## WHAT YOU NEED TO DO
Rescale the entries beginning at the line that contains "trace target=metal roof" and ending after the line that contains "[[[247,91],[252,94],[255,94],[256,93],[256,88],[251,88]]]", reproducing every line, requests included. Multiply each polygon coordinate in the answers by 0.8 and round to whole numbers, with halves rounded up.

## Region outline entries
= = =
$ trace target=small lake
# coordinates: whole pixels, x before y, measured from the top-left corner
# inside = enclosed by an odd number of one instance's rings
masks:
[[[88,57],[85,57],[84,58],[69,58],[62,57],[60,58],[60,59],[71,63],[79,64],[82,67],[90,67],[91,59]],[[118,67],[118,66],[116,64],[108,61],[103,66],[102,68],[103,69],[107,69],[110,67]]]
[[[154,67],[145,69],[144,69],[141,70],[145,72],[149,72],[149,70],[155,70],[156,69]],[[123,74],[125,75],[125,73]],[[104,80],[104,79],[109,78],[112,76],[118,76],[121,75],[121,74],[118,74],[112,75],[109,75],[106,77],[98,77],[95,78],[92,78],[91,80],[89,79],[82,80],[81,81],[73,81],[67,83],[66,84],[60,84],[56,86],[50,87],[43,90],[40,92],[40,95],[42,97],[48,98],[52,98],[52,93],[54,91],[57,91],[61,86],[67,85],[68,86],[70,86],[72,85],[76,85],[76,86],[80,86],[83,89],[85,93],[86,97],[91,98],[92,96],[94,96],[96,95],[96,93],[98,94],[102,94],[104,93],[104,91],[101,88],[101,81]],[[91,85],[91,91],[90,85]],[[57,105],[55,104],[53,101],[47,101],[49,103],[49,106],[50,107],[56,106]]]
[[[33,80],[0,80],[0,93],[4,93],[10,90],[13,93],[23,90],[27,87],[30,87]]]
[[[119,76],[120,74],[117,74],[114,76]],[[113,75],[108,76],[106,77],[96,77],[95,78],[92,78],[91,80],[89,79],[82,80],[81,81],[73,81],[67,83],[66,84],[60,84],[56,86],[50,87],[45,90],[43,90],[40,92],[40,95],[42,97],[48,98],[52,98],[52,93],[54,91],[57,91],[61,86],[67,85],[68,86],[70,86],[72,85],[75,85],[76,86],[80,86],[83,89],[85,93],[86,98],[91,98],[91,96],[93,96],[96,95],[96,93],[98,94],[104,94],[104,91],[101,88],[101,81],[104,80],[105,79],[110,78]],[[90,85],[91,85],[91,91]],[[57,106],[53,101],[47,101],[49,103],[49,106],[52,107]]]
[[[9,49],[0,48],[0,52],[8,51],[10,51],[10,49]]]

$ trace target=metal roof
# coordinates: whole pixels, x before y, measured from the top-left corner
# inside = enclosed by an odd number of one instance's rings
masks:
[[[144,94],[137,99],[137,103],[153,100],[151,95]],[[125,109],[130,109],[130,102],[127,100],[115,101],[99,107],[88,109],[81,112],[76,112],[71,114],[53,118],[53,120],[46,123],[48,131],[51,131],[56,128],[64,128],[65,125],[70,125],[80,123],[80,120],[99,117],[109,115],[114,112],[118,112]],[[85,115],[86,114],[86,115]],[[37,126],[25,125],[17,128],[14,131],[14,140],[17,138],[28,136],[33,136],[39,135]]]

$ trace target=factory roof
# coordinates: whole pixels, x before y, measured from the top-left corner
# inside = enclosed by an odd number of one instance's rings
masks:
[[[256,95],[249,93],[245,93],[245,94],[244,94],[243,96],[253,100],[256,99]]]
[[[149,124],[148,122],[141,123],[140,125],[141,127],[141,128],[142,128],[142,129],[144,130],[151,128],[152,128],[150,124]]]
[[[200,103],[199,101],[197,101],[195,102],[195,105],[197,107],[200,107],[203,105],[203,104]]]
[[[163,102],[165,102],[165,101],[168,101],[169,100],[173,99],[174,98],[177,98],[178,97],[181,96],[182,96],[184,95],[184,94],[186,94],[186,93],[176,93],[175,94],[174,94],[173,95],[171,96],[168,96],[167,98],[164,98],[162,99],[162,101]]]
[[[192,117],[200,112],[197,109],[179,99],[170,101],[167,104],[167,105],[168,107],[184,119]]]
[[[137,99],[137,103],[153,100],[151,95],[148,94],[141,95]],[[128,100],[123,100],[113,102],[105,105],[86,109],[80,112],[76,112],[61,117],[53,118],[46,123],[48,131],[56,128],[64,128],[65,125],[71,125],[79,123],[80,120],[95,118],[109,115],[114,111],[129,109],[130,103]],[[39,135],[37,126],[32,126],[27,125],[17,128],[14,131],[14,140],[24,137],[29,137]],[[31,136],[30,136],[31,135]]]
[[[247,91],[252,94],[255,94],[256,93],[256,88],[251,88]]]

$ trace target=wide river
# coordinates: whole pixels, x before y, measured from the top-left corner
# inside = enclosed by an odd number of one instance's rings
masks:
= = =
## SOLUTION FOR THIS TASK
$ trace target=metal roof
# coordinates: whole pixels, x before y, measured from the top-left corner
# inside = enclosed by an odd number of one instance's rings
masks:
[[[115,75],[110,79],[110,82],[122,80],[121,76]],[[100,87],[104,87],[104,82],[102,80],[92,81],[79,86],[70,87],[65,90],[61,90],[57,91],[42,94],[42,96],[37,98],[38,105],[41,105],[45,102],[51,102],[52,100],[56,100],[64,98],[64,96],[79,94],[87,92],[91,90],[94,90]],[[68,92],[69,91],[69,92]],[[30,101],[20,100],[14,102],[11,105],[11,112],[14,110],[22,109],[26,109],[31,108]]]

$ trace target=factory roof
# coordinates: whole pixels, x before y, measured from the top-left corner
# inside = enclosed by an odd number of one instance's rings
masks:
[[[205,76],[199,74],[196,74],[196,75],[195,75],[194,77],[202,80],[205,79]]]
[[[119,99],[118,98],[113,98],[112,100],[113,102],[113,102],[114,102],[114,103],[115,104],[121,102],[122,102],[120,99]]]
[[[160,82],[159,81],[158,81],[156,82],[156,84],[158,86],[160,86],[162,84],[162,83]]]
[[[130,82],[132,82],[132,81],[134,81],[135,80],[138,79],[139,78],[142,78],[142,78],[145,77],[146,77],[147,76],[147,75],[149,75],[149,74],[141,74],[140,75],[139,75],[138,76],[137,77],[134,77],[134,78],[131,78],[130,79],[130,81]]]
[[[154,94],[160,90],[158,87],[143,79],[136,81],[134,83],[134,84],[134,86],[147,95]]]
[[[110,79],[110,82],[122,80],[121,76],[118,75],[113,76]],[[102,80],[98,80],[90,82],[84,84],[69,87],[64,90],[61,90],[49,94],[42,94],[37,98],[38,105],[45,102],[51,102],[52,100],[57,100],[63,98],[64,96],[76,94],[87,92],[91,89],[103,87],[104,82]],[[31,108],[30,101],[26,101],[22,100],[14,102],[11,105],[11,112],[19,110],[23,110]],[[25,109],[24,109],[25,108]]]
[[[198,73],[202,75],[204,75],[205,74],[205,70],[201,70]]]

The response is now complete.